### What to work on
Quote the records in full and leave their pictures out.

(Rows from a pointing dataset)
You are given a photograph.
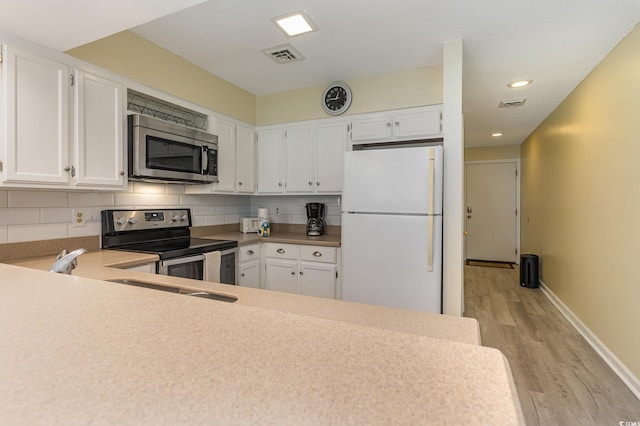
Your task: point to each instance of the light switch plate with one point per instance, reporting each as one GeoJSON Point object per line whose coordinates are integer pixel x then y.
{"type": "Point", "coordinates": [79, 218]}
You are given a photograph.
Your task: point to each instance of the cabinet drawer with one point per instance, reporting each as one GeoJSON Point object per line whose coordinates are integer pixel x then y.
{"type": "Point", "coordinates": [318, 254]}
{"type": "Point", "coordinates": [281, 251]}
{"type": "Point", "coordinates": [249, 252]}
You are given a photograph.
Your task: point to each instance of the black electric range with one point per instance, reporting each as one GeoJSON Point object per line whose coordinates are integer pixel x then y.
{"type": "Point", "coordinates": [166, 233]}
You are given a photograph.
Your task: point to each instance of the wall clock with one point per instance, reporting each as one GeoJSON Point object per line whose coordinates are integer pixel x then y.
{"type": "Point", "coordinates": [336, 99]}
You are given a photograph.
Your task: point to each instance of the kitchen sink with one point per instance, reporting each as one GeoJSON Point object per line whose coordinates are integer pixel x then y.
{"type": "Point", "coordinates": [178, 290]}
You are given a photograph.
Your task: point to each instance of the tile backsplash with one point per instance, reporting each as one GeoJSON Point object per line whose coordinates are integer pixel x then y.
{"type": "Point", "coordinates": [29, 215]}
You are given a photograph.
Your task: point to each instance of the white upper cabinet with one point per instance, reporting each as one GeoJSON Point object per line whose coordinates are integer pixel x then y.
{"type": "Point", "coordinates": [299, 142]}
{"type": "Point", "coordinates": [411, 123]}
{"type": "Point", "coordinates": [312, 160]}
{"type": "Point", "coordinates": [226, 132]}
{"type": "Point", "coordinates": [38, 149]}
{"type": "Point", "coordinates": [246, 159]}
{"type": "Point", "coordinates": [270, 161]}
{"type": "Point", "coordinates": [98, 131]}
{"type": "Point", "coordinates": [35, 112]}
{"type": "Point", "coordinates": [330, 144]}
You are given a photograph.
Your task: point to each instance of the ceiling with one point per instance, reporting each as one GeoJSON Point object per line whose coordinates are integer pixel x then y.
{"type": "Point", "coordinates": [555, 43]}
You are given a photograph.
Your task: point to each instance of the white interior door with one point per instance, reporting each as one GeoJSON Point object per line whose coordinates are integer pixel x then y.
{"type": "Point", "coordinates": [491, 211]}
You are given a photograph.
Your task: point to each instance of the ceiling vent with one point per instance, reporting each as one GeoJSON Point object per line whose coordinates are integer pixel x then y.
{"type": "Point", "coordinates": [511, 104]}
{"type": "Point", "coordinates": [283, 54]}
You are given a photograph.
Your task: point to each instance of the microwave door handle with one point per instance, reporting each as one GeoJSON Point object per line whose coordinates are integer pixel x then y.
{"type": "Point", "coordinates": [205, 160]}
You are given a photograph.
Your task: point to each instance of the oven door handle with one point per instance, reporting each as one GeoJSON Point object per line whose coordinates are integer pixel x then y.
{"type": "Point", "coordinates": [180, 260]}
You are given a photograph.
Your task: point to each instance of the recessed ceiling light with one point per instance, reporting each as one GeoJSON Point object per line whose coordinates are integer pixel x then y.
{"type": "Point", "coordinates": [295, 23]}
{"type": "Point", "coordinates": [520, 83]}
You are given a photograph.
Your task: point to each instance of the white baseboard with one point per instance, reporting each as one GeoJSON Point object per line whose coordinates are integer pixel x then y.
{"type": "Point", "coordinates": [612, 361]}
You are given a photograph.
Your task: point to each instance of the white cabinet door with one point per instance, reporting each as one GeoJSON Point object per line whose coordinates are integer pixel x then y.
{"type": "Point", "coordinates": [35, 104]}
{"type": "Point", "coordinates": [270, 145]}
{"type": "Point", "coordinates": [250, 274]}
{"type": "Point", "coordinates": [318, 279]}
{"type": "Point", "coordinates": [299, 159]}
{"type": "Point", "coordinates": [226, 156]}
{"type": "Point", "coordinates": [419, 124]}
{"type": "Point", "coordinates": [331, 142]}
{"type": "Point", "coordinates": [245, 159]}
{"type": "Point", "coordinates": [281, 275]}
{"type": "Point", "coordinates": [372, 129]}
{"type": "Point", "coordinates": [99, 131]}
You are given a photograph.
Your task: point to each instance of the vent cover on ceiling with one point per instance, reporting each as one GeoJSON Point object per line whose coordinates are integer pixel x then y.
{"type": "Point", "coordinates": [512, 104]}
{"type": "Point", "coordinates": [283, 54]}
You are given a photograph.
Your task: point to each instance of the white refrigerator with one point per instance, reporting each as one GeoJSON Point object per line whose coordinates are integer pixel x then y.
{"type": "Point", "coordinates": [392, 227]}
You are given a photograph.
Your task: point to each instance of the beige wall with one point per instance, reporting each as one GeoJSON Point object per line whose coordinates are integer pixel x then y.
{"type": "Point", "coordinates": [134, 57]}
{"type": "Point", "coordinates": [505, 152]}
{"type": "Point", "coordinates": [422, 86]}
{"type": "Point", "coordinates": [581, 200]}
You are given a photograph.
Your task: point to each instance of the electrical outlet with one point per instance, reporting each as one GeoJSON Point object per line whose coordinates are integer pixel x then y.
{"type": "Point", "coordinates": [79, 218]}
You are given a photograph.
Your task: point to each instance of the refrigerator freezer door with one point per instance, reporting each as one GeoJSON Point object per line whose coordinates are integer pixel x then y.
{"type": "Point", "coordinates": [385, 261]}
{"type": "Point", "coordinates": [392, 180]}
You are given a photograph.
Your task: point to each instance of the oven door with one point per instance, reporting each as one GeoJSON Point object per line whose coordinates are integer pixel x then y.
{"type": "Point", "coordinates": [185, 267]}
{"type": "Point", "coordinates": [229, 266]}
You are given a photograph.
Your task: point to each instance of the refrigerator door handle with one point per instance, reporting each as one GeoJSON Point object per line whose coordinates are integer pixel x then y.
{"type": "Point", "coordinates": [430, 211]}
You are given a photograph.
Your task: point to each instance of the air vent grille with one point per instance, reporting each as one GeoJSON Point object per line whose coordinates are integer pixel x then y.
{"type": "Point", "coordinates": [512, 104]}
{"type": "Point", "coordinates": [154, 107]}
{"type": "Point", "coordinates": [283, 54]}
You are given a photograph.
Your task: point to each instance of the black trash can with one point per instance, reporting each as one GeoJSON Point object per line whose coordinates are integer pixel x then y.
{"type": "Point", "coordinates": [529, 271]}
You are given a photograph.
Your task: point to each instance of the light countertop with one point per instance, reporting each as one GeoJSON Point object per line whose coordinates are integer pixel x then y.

### Finished exercise
You are given a photograph.
Your task: point to each instance of the light switch plate with one point per instance, reporting each as one GeoJSON Point object per line whose coordinates are integer pixel x then y.
{"type": "Point", "coordinates": [79, 218]}
You are given a photograph.
Your task: point to each instance of the cabinet drawer with one point per instance, reporting each as one GeoJSON Point object per line whose coordinates are integer pixel x then y.
{"type": "Point", "coordinates": [318, 254]}
{"type": "Point", "coordinates": [281, 251]}
{"type": "Point", "coordinates": [249, 252]}
You are given a photograph.
Your task: point to each instance of the black electric range with one point per instance, reporting each as one GeoJSON Point object per line whose coordinates are integer pixel x then y.
{"type": "Point", "coordinates": [166, 233]}
You are given a photograph.
Your task: point to each instance of the wall clock with one point per instance, reporting each as one GeoJSON Point object per line whose coordinates are integer pixel x then y.
{"type": "Point", "coordinates": [336, 99]}
You are given a photograph.
Your task: point to each instance of the kitchen sink with one point per instance, reporting each as one GeoJSON Point object per line whose coordinates are integer pixel x then y.
{"type": "Point", "coordinates": [178, 290]}
You are given a photograph.
Your task: point to each instance of the tile backsplash with one point per instance, reporting each as one GeoJSON Point object per line whose coordinates are integer pixel x then y.
{"type": "Point", "coordinates": [29, 215]}
You are given a photograph.
Your task: point to each instance of the white upper cabinet with one point per instance, reporting each as one GeoJSON Point object per line whose coordinates are integer pixel x then y.
{"type": "Point", "coordinates": [299, 142]}
{"type": "Point", "coordinates": [411, 123]}
{"type": "Point", "coordinates": [312, 160]}
{"type": "Point", "coordinates": [226, 132]}
{"type": "Point", "coordinates": [38, 149]}
{"type": "Point", "coordinates": [246, 159]}
{"type": "Point", "coordinates": [270, 161]}
{"type": "Point", "coordinates": [98, 131]}
{"type": "Point", "coordinates": [35, 112]}
{"type": "Point", "coordinates": [330, 144]}
You are given a photograph.
Your task: point to each instance of the ceiling with one point per instance, reporting each as one GeoJSON Point object per line whose coordinates are integer pixel x then y.
{"type": "Point", "coordinates": [555, 43]}
You are given a photograph.
Your task: point to each instance of the white interior door with one point per instance, reporting each as one GeoJSON Point object per line whose coordinates are integer pixel x then y.
{"type": "Point", "coordinates": [491, 211]}
You are given a photograph.
Your task: point to each instance of the ceiling vent with one point per instance, reporting each as one GeoJSON Point object per line whose coordinates are integer pixel x then y.
{"type": "Point", "coordinates": [511, 104]}
{"type": "Point", "coordinates": [283, 54]}
You are given a photograph.
Your task: point to each instance of the microwave door handle with one point per instance, reporting each as one GeoJSON Point object per line whose coordinates are integer pixel x then y.
{"type": "Point", "coordinates": [205, 160]}
You are given a photograph.
Your task: point to each instance of the oven door handle with one point per instance, reporting each as one GeoJSON Point object per line whose coordinates are integer pixel x then y.
{"type": "Point", "coordinates": [180, 260]}
You are given a photograph.
Your task: point to each instance of the recessed ceiling light with one point per instance, reporting each as one GeoJSON Point object per line whose coordinates are integer pixel x then y.
{"type": "Point", "coordinates": [295, 23]}
{"type": "Point", "coordinates": [520, 83]}
You are given a photograph.
Your task: point to each instance of the white baseboard with one point per instance, reporting each as one GeoJSON Point object per line whose coordinates are integer pixel x then y.
{"type": "Point", "coordinates": [612, 361]}
You are given a photograph.
Your task: point to each instance of the white cabinet door with one point per instance, reporting each as one GeoJSON Point object per line whose coordinates are integer pixel x then y.
{"type": "Point", "coordinates": [35, 104]}
{"type": "Point", "coordinates": [270, 145]}
{"type": "Point", "coordinates": [250, 274]}
{"type": "Point", "coordinates": [318, 279]}
{"type": "Point", "coordinates": [299, 159]}
{"type": "Point", "coordinates": [226, 156]}
{"type": "Point", "coordinates": [419, 124]}
{"type": "Point", "coordinates": [331, 142]}
{"type": "Point", "coordinates": [245, 159]}
{"type": "Point", "coordinates": [281, 275]}
{"type": "Point", "coordinates": [372, 129]}
{"type": "Point", "coordinates": [99, 131]}
You are given a photograph.
Your task: point to each instance of the vent cover on ceiling with one point per instance, reporting each as one GeoJSON Point object per line whose coordinates are integer pixel x then y.
{"type": "Point", "coordinates": [512, 104]}
{"type": "Point", "coordinates": [283, 54]}
You are given a photograph.
Your task: point to each instance of the white refrigerator with one point per instance, reporting each as one GeoJSON Point object per line whose coordinates are integer pixel x then y.
{"type": "Point", "coordinates": [392, 227]}
You are given a photograph.
Your task: point to each instance of the beige wall with one point per instance, reporting each as one GeoJSON Point object per line whose coordinates are integer pixel x then y.
{"type": "Point", "coordinates": [134, 57]}
{"type": "Point", "coordinates": [505, 152]}
{"type": "Point", "coordinates": [422, 86]}
{"type": "Point", "coordinates": [581, 200]}
You are given a photograph.
Your task: point to each instance of the electrical outlet with one point per instance, reporting each as one GeoJSON Point object per line whose coordinates are integer pixel x then y.
{"type": "Point", "coordinates": [79, 218]}
You are given a photograph.
Your task: point to each instance of the refrigerator freezer door with one point per instance, reporting each as one GeoJSON Point object per line whose coordinates are integer pixel x then y.
{"type": "Point", "coordinates": [385, 261]}
{"type": "Point", "coordinates": [392, 180]}
You are given a photograph.
Your task: point to each instance of the oven door with one point per instance, reporting each as one GeoJSON Point object per line whose coordinates are integer pixel x then y.
{"type": "Point", "coordinates": [185, 267]}
{"type": "Point", "coordinates": [229, 266]}
You are given a photograph.
Your task: point to each instance of the refrigerator door handle with one point per instance, reporting each as one GeoJSON Point object per line whose coordinates are integer pixel x then y.
{"type": "Point", "coordinates": [430, 211]}
You are given a photograph.
Your task: point to each instance of the air vent grille with one point per instance, reporting each as one GeoJSON Point object per line whose coordinates are integer pixel x then y.
{"type": "Point", "coordinates": [512, 104]}
{"type": "Point", "coordinates": [154, 107]}
{"type": "Point", "coordinates": [283, 54]}
You are given a photograph.
Your task: point to each instance of the black trash can with one point per instance, reporting each as one GeoJSON Point object per line whose coordinates are integer pixel x then y.
{"type": "Point", "coordinates": [529, 271]}
You are given a photograph.
Your task: point to each instance of the light countertop with one point per instance, reporting each as one GeoJSON Point object per line whose coordinates are integer pixel x then y.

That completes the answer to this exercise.